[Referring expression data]
-- Opening Marker --

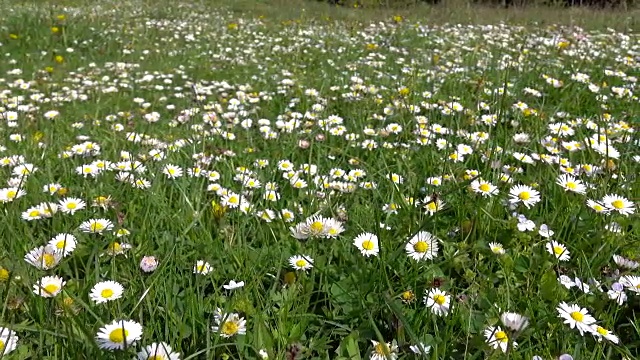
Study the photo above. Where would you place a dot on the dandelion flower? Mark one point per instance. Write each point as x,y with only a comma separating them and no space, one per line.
229,325
438,301
158,351
301,262
119,335
576,317
367,243
422,246
48,286
106,291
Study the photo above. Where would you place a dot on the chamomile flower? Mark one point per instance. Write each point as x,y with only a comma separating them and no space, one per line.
96,226
232,285
71,205
558,250
8,341
631,282
301,262
384,351
158,351
431,205
514,321
172,171
496,248
438,301
597,207
367,243
105,291
570,183
576,317
48,286
601,333
229,325
618,203
497,338
625,263
63,243
202,267
484,188
118,335
524,194
422,246
43,257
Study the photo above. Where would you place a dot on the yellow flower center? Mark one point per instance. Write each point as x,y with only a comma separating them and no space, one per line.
229,328
118,335
301,263
525,195
421,246
51,288
439,299
577,316
618,204
502,336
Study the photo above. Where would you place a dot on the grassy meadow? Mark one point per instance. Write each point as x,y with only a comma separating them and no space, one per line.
290,180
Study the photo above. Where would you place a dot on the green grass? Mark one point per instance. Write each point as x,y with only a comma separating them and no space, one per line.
351,78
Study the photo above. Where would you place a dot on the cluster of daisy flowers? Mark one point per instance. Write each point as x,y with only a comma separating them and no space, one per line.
313,165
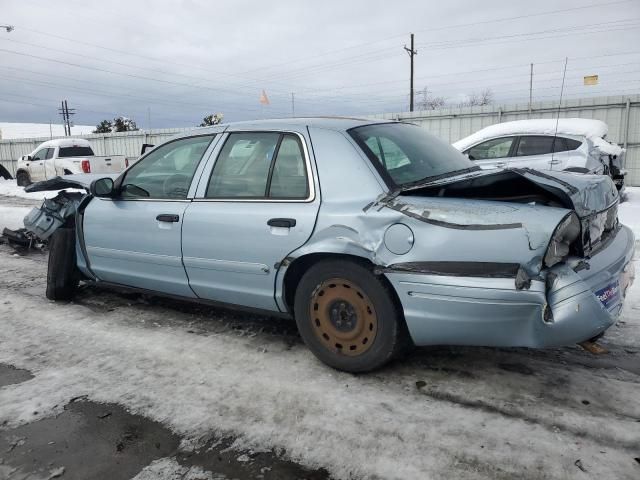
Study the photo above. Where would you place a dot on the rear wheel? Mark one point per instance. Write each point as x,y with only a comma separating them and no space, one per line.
347,317
23,179
63,275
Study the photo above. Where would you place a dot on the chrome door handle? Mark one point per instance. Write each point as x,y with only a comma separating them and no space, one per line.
167,217
282,222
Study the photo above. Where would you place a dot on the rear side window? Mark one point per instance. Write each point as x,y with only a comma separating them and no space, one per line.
534,145
494,148
75,152
566,144
256,165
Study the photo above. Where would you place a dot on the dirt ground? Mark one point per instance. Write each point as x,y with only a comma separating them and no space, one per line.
120,385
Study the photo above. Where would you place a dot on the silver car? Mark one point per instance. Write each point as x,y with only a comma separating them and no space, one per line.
372,235
567,144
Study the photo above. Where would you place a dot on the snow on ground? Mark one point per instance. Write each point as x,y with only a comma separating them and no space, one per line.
445,412
479,413
169,469
9,188
629,210
12,217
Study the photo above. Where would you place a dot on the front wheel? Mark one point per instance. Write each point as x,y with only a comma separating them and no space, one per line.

-- Closing Marker --

> **What you should do**:
With the images excluded, all entries are to be given again exactly.

> **Response for this exercise**:
Study the photo above. Where would you place a dot on the dandelion flower? Mark one point per instance. Write each point as x,y with only a comma separating them and no space, one per line.
229,325
438,301
158,351
301,262
119,335
576,317
367,243
422,246
48,286
106,291
Study the photo above. Where would you place a dot on the chamomile flower? Mark one point per instance. Write each point as x,y with only a comma separating them and no space, one per line.
96,226
232,285
71,205
558,250
8,341
631,282
301,262
384,351
158,351
431,205
514,321
172,171
496,248
438,301
597,207
367,243
105,291
570,183
576,317
48,286
601,333
229,325
618,203
497,338
625,263
63,243
202,267
484,188
118,335
524,194
422,246
43,257
Study the photo above. Where would you place a dot on the yellow flower center? Mark one point per instance. Write each point as x,y with only a comma separating them and no space, one per line.
229,328
118,335
301,263
525,195
421,246
51,288
439,299
577,316
618,204
502,336
Study the photo above. Where would you place a dot on the grassy meadow? Mark one point per instance. Write each point as x,y with only a comma separating them and no space, one per line.
290,180
Study the photo above. Where would you place a dot on the green grass? Mark one point per instance. Write each point as x,y with only a comma separating them and no space, one per line.
351,78
Study the photo above. Where would you place a dot on the cluster of daisy flowers? Mark one point per instance. Write each point as x,y with only a comma separating them and no space, one per line.
313,165
Study the photo above. Where would you place a dot on the rear wheel? Mark one point per instance. Write each point as x,y with only a comma separating them and no space, one per line.
347,317
23,179
63,275
Study the photo above. Where would you place a dot on the chrome door handle? Mark one point per instance. Write each point as x,y with only a comma separating them and no space, one per line.
167,217
282,222
Study the photo above. Where would you place a dot on the rear side window? Mark one point per instance. Write each point as x,y with only a comma separating them and no space, one per line.
534,145
494,148
75,152
566,144
256,165
Study the photo above. Where would you place a dot on the dirt ground? Mark one point per instance. Write each point as x,y with only a comma separating them and no space, one per line.
120,385
Study the photo above. Where would you place a dot on the silver car? Mark one point per instance. Write each point as x,y with only a comma separating them and no space, one per line.
372,235
567,144
Study the photo above. Where would you place a dot on the snow on ground? Mark one point per instance. Write each point as x,y with only a comma separating them and no space, one per line.
445,412
479,413
169,469
9,188
629,210
12,217
Study the photo above. Where would you place a dot on the front wheel? Mark one point per instance. Write each point as x,y with only a comma separating them and no space, one per line.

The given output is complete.